__PROBLEM STATEMENT__.
Word for word, retype every entry in the listing.

__EXERCISE DATA__.
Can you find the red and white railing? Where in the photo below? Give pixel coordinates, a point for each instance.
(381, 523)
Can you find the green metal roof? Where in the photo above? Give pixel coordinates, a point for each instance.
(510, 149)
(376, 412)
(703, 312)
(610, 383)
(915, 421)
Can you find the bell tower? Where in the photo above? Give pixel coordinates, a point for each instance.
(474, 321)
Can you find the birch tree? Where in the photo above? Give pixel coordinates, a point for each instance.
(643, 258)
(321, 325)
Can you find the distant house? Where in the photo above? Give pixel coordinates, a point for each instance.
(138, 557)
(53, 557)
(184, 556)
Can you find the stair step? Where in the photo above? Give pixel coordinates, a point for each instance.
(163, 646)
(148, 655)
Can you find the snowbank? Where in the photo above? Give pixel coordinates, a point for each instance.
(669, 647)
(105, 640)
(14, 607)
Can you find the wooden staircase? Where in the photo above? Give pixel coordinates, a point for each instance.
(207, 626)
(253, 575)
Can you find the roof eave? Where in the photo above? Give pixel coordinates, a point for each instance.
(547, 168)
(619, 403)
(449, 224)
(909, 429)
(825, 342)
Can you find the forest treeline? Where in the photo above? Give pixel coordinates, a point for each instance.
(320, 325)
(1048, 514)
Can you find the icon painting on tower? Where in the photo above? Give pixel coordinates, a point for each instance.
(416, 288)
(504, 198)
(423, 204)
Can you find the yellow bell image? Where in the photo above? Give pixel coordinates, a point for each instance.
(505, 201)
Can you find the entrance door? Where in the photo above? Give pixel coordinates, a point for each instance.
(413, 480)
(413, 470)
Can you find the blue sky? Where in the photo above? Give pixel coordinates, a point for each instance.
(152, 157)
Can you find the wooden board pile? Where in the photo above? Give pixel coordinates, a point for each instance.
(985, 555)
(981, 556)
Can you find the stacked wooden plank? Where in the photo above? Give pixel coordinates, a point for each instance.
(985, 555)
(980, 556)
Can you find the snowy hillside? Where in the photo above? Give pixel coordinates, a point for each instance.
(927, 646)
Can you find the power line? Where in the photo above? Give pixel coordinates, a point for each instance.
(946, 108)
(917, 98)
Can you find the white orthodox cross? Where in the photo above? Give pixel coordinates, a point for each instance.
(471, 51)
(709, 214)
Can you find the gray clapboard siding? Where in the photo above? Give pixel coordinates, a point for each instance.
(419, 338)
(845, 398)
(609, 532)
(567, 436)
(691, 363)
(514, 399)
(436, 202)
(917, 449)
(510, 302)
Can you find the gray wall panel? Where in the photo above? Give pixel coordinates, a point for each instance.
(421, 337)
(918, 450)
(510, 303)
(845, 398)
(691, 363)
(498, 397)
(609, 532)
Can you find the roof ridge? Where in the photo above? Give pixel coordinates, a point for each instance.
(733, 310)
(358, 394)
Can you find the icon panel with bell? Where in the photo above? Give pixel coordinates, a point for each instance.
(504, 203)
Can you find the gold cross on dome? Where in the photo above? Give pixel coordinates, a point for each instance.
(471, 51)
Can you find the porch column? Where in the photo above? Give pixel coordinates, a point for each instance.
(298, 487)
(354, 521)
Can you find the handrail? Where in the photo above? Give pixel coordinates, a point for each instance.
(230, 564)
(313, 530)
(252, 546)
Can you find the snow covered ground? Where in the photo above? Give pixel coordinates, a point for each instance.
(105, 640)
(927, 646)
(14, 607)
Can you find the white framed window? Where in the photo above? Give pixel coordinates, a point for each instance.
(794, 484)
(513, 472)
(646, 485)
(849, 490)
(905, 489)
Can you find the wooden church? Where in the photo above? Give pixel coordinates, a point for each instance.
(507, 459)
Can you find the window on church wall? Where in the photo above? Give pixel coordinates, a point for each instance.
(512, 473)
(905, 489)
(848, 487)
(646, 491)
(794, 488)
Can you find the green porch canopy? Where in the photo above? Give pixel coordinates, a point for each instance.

__WRITTEN REPLY__.
Can you find the red and white railing? Where in the photo below? Give pixel coordinates, a point for each instance.
(381, 523)
Can you find the green metal roof? Where in the photo above? Give pixel coordinates, a point for each instance.
(510, 149)
(376, 412)
(703, 312)
(610, 383)
(915, 421)
Can you find the bell tower? Where in the photo above? Give pixel coordinates, a point for each instance.
(474, 321)
Can you find the birch tree? Where in the photo above? Give pixel coordinates, a point for each instance.
(643, 258)
(321, 325)
Can you find the distant house? Where in the photo above? Give pixel coordinates, a point for each instance.
(138, 557)
(53, 557)
(184, 556)
Can you find the stair step? Where in the photo above? Give pixel coordinates, a point for each instance.
(163, 646)
(148, 655)
Can you find the snowbank? Where in the photo above? Give pixel coordinates, a point for each instance.
(669, 647)
(105, 640)
(14, 607)
Can you find the wooden staircase? Where in the photo above? Give pixel coordinates, a point for each instance.
(207, 626)
(253, 575)
Can you find the roof eave? Where in the photo above? Give pixel coordinates, a point for each instance.
(547, 168)
(619, 403)
(449, 224)
(909, 429)
(825, 342)
Can you find the forest treeline? Where in the photo above? Give pixel coordinates, a point for each instance.
(320, 325)
(1048, 514)
Can you find the icon painting on tower? Where in the photo above? Give pixel coordinates, a point for each instance.
(416, 288)
(504, 198)
(423, 204)
Can you find the yellow bell image? Where in the photo above? Give pixel coordinates, a point for each instance.
(505, 201)
Can you find the entrance door? Where in the photo above? Give pixel coordinates, a point for each instance.
(413, 480)
(413, 470)
Can you find the blue sky? Where in the photo above? Give pixel coordinates, a point for each instance.
(152, 157)
Can you find the wooden board pile? Where in the photo above? Give pixel coordinates, a point for each instance.
(985, 555)
(981, 556)
Can you find the stacked wooden plank? Where in the photo above? Give pixel coordinates, a point for each instance.
(985, 555)
(980, 556)
Can you find the snowy hillside? Where in the photo above? Give pixel coordinates, a point for each instance.
(927, 646)
Can you find the power line? Where in the photo above? Give pixel coordinates, a point for each instance.
(946, 108)
(917, 98)
Can you find the white orthodox cross? Where in the photo above? Give pixel coordinates, a point for each instance.
(471, 51)
(709, 214)
Can you find the gray clapboard siding? Where in the photo above? Give pixel coordinates, a point for each instance.
(419, 338)
(845, 398)
(609, 532)
(567, 436)
(691, 363)
(514, 399)
(436, 202)
(917, 449)
(510, 302)
Can you find the gray wall panel? Where in the photo above? Give pixel coordinates, a point for each instance.
(421, 337)
(918, 450)
(510, 303)
(845, 398)
(691, 363)
(498, 397)
(609, 532)
Can you find the roof ridge? Where in the photo above? Give pixel coordinates, a point for each instance.
(733, 310)
(358, 394)
Can you find the icon panel with bell? Where in the photo above? Give pixel coordinates, a point for each instance.
(504, 203)
Can you find the gold cross on dome? Where in the photo above? Give pixel coordinates, a point for each instance.
(471, 51)
Can you find the porch column? Where in the photo above? Give pixel coordinates, a point for each instance.
(298, 487)
(354, 521)
Can you find the handrail? Where in the photo above? Give pixel coordinates, a point for each instance.
(230, 564)
(313, 530)
(252, 546)
Can you find the snow covered ground? Where in the photo above? Give pixel coordinates, a point for each instance.
(105, 640)
(927, 646)
(14, 607)
Can you find the white framed window? Where in the photo above? Give pixel coordinates, a point for each instance.
(794, 484)
(513, 472)
(646, 485)
(849, 490)
(905, 489)
Can you find the wooden church? Where in the photo above? Give pixel coordinates, a point for each instance.
(507, 459)
Can you find the window on church wall? Where in the photo above? Give pixel coordinates, a point for each instance.
(512, 473)
(905, 489)
(848, 487)
(646, 491)
(794, 488)
Can you find the green porch canopy? Where in the photo above? Give pixel coordinates, a point for each instance.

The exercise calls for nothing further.